======== 対象の文章
「bacho」は地元愛を胸に、人の魂を震わせるライブと歌詞で魅了するバンド

アーティストの良さをそれぞれの角度から語ってもらう企画「某アーティストのマニアに聞きました。」 #ボーマニ。

今回は「bacho」について、本業の傍らでDJも務めているnasunakaさんにお話を伺いしました。

-今回は「bacho」について語っていただきます。まずは簡単に自己紹介をお願いします!

たまに渋谷や下北沢でライブハウスでDJをやったり、ライブハウスへ遊びに行ってそこでお酒を飲んだり…。

ただの音楽好きですね(笑)。

-私もよくその辺のライブハウスでお酒をご一緒することもありますが(笑)。

ー今回はbachoを語っていただきますが、簡単にバンドの紹介をお願いします。

bachoは兵庫県の姫路出身のメンバーが2002年に結成して、今もなお姫路を拠点に全国で活動し続けているバンドです。

地元で活動していることがバンドの一つの軸になっています。

-もう20年経っていますね!

そうですね。メンバーは初期から少し変わってきていますが、今は4人。

ジャンルとしてはエモやオルタナティブ、ハードコアなどの部類になるかと思います。

対バンしているバンドもそういうジャンルが多いです。

-具体的に名前を挙げると?

一番縁が深いのは、LOSTAGEですかね。

奈良の象徴的バンドですが、一緒にスプリットを出すなどしています。

-LOSTAGEはまだ活動していましたっけ?

していますよ!僕もそんなに聴けているわけではないですが、この前4月に立川でフェスがあって(CRAFTROCK FESTIVAL '22)、その時bachoも出ていて、トリがLOSTAGEでした。

2日間の内、その日はAge Factoryも出ているなど完全にエモな匂いがするラインナップでしたね。

bachoの最大の魅力 - 互いにぶつかり合う"ライブ"-

-いいですね!では、初めにbachoの魅力について教えてください!

一番はライブです!

何が良いかと言うと、お客さんもシンガロングしてそれにbachoが応えるように演奏する点。

僕も初めはその動画を見て、ライブに行きたいなと思って行き初めたんです。

-bachoはYoutubeにライブ映像が多くアップされていますよね。

早速一つ紹介したいのが、2017年のTAMASONICでのライブ映像です。

毎年TAMASONICには呼ばれていますが、この映像が良いのは正面じゃなくてバックから撮られていること。

そして、モノクロなところもよりエモさを感じられますし、お客さんの楽しそうな表情がたまらないんですよね。

-お客さんがぐちゃぐちゃになりながらもbachoを真正面から受け止めているところも良いですね!現場好きな人にはたまらないでしょう!

皆、ライブの仕方がうまいというか。

この後、「ビコーズ」という曲が始まるんですが、イントロでお客さんも反応して…。

この時はまだbachoのライブに行っていなかったので、自分もこの場にいたかったなと思います(笑)。

-そうなんですか!

bachoのライブに行き始めたのは2019年なんです。

-割と直近なんですね!

はい。バンドは前から知っていてアルバムも買ってはいましたが、そこまでハマりきっていなくて。

映像を見るとわかる通り、最前の人たちがステージに足をかけて自主的にセキュリティの役目を果たしているという(笑)。

-頭から降ってこようが関係なしですからね!
================
======== 抽出データ
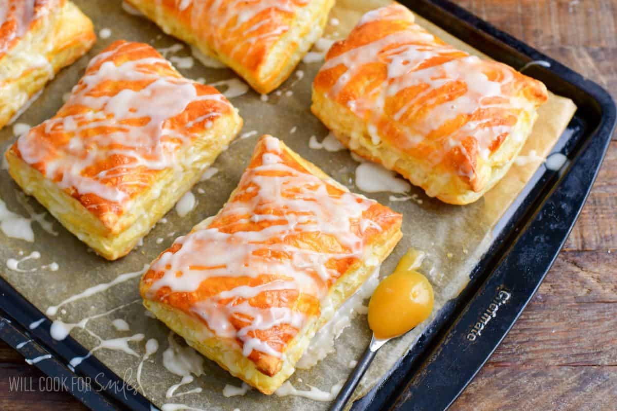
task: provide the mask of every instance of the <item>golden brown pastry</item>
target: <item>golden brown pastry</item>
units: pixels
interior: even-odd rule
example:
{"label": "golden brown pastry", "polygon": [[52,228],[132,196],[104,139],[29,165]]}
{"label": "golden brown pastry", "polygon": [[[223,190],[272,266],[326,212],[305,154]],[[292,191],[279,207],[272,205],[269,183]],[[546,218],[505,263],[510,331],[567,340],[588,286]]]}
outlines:
{"label": "golden brown pastry", "polygon": [[144,304],[190,346],[271,394],[389,254],[402,219],[264,136],[225,206],[144,275]]}
{"label": "golden brown pastry", "polygon": [[539,81],[449,46],[392,4],[329,49],[312,110],[352,151],[467,204],[508,171],[547,99]]}
{"label": "golden brown pastry", "polygon": [[0,1],[0,128],[96,39],[92,22],[70,1]]}
{"label": "golden brown pastry", "polygon": [[334,0],[126,0],[163,30],[268,93],[321,35]]}
{"label": "golden brown pastry", "polygon": [[143,43],[116,41],[66,104],[7,152],[9,171],[108,259],[128,253],[196,182],[242,120],[214,88]]}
================
*取り組む課題:*
**a.** bachoのインタビュー記事の内容を二文で要約してください。
**b.** bachoのインタビュー記事によると、nasunakaさんがbachoのライブに行き始めたのは何年ですか。
**c.** bachoのインタビュー記事を、最後の文の後から書き進めてください。
行は参照しなくてかまいません。

*回答:*
**a.** bachoは兵庫県姫路出身のメンバーが2002年に結成し、今も姫路を拠点に全国で活動を続けるバンドで、ジャンルはエモやオルタナティブ、ハードコアなどの部類とされています。nasunakaさんは最大の魅力としてライブを挙げ、観客のシンガロングに応えるように演奏する点を語り、2017年のTAMASONICでのライブ映像を紹介しています。

**b.** 2019年です。

**c.**
激しいんですが、絶対ケガを出さない様にしているところが良いんですよね。

周りや演者に迷惑をかけずにやっていますし、皆さん大人だなと。

それが表情を見ると伝わってきますよね。

-なるほど!しかし、ビコーズはメロディラインも良いですね!

哀愁を感じるというか…。ビコーズに関しては、かなり上位の曲だと思います!

歌詞も好きで、

いつだってギリギリさ

ずっとそうだろう

そんな夜と夜を俺たちは繋いできた

「ビコーズ」/bacho

最後の

自分の終わりは自分で決めるさ

「ビコーズ」/bacho

これもグっと来ますね。

例えば、遊んでいる時でさえも終わりは自分で決めないといけない、終電で帰るのかとか(笑)。

この間は結局決められず、朝まで飲んでしまいました(笑)。

それは冗談として、bachoに恥じないようにしないといけないと思います。

-あはは(笑)。bachoのライブってやっぱりいいですね!

こういう皆で一つになって盛り上がれるものなんですが、コロナ禍でこういった楽しみ方が一切できなくなりました。

飛沫は飛びまくるし、密ですから、本当に残念でもどかしい。

今年4月のフェスでは特にシンガロング自体の禁止は定められていなかったんですが、皆マスクして歌っている感じでした。

-前のような光景が戻ってきてほしいです。

ただ、希望だなと思ったのはbachoが出ていた関西のONE & ONLY FESTIVALで、皆さん自ら選んだ上でダイブなどをしていました。

まだそれぞれの状況を見ながらという話ではあるので、依然として難しい話ではありますけれども。

-この記事を読んでもらってbachoを好きになってもらい、未来のことを想像してもらえたら楽しんでもらえるかなと思います。

KOTORIというbachoをリスペクトしているバンドが、自ら主催しているTORI ROCK FESTIVALやツアーで先輩のインディーズバンドを招いていて、bachoも呼ばれています。

そのTORI ROCK FESTIVALが2019年に下北沢であって、ちょうど観に行っていたんですが、ちょうどシンガロングをし始めた時だったんです。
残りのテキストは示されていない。